_本文_:

上記した課題を解決するための具体的態様は、供試体が配置される試験室と、空調機器とを有し、前記空調機器によって前記試験室内に所定の環境を形成することが可能であり、且つ前記試験室に消火及び/又は冷却を目的とする注水が行われる場合がある環境試験装置において、前記試験室を含む試験室領域と、前記空調機器の少なくとも一部を含む環境形成領域に分割されており、前記試験室領域と前記環境形成領域とが結合されて一体化された構造であり、前記試験室領域の少なくとも一部と前記環境形成領域の少なくとも一部とが接合された接合部を有し、前記接合部であって前記注水時に想定される最高水位よりも上の位置に、前記試験室と前記環境形成領域とを連通する吸気用連通孔が設けられ、前記試験室には、前記吸気用連通孔と前記試験室の下部領域を繋ぐ通気路があり、前記試験室内の空気が、前記通気路及び前記吸気用連通孔を経由して前記環境形成領域に導入され、当該環境形成領域で空調された空気が、前記試験室に戻され、前記試験室と前記環境形成領域との間で空気を循環させる送風機を有し、当該送風機は、前記空調機器の上部空間から平面方向にずれた位置に配置されていることを特徴とする環境試験装置である。

_データ部分_:
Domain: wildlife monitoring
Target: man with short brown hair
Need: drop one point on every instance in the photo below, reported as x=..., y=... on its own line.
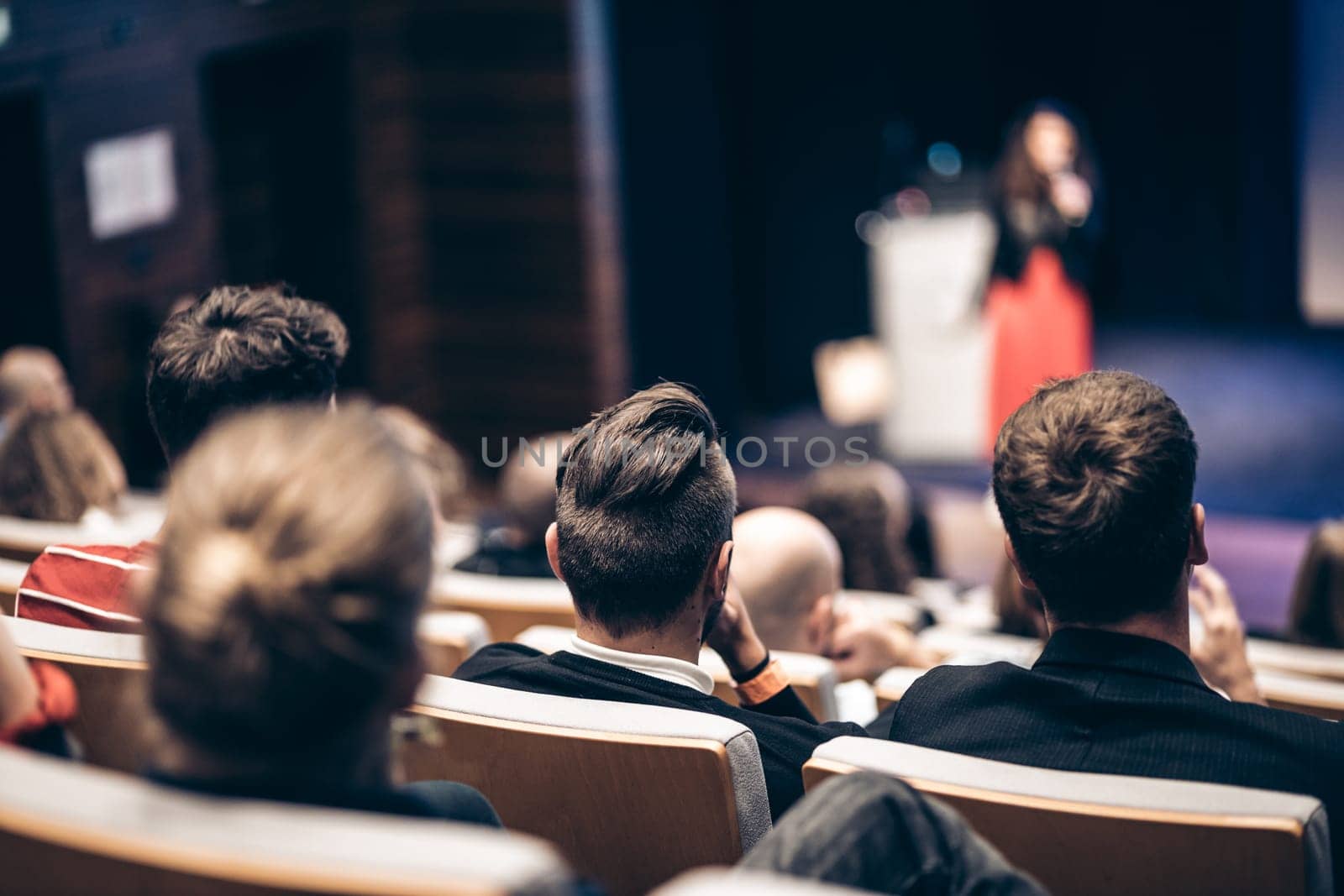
x=1095, y=479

_解くべき問題_:
1) 環境試験装置の本文によると、送風機はどの位置に配置されているか。
2) 環境試験装置の本文を、最後の文のあとから引き継いで書き進めよ。

_回答一覧_:
1) 空調機器の上部空間から平面方向にずれた位置に配置されている。

2)
上記した課題を解決するためのもう一つの態様は、供試体が配置される試験室と、空調機器とを有し、前記空調機器によって前記試験室内に所定の環境を形成することが可能であり、且つ前記試験室に消火及び/又は冷却を目的とする注水が行われる場合がある環境試験装置において、前記試験室を含む試験室領域と、前記空調機器の少なくとも一部を含む環境形成領域に分割されており、前記試験室領域と前記環境形成領域とが結合されて一体化された構造であり、前記試験室領域の少なくとも一部と前記環境形成領域の少なくとも一部とが接合された接合部を有し、前記接合部であって前記注水時に想定される最高水位よりも上の位置に、前記試験室と前記環境形成領域とを連通する吸気用連通孔が設けられ、前記試験室には、前記吸気用連通孔と前記試験室の下部領域を繋ぐ通気路があり、前記試験室内の空気が、前記通気路及び前記吸気用連通孔を経由して前記環境形成領域に導入され、当該環境形成領域で空調された空気が、前記試験室に戻され、前記通気路は、吸気口を複数有し、一つの吸気口は、前記最高水位よりも上の位置に設けられていることを特徴とする環境試験装置である。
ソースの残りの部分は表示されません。